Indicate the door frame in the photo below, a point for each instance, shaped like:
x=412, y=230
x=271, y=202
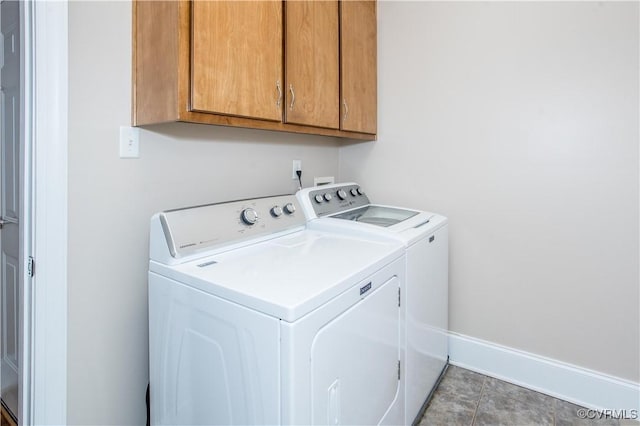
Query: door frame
x=44, y=318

******************************

EXERCISE PROMPT ->
Copy all of the items above line by line without altering any wording, and omit the pictures.

ANSWER TO THE EXERCISE ->
Indicate the door frame in the photo below, a point for each instance, shaped like:
x=412, y=230
x=271, y=202
Query: door frame
x=44, y=318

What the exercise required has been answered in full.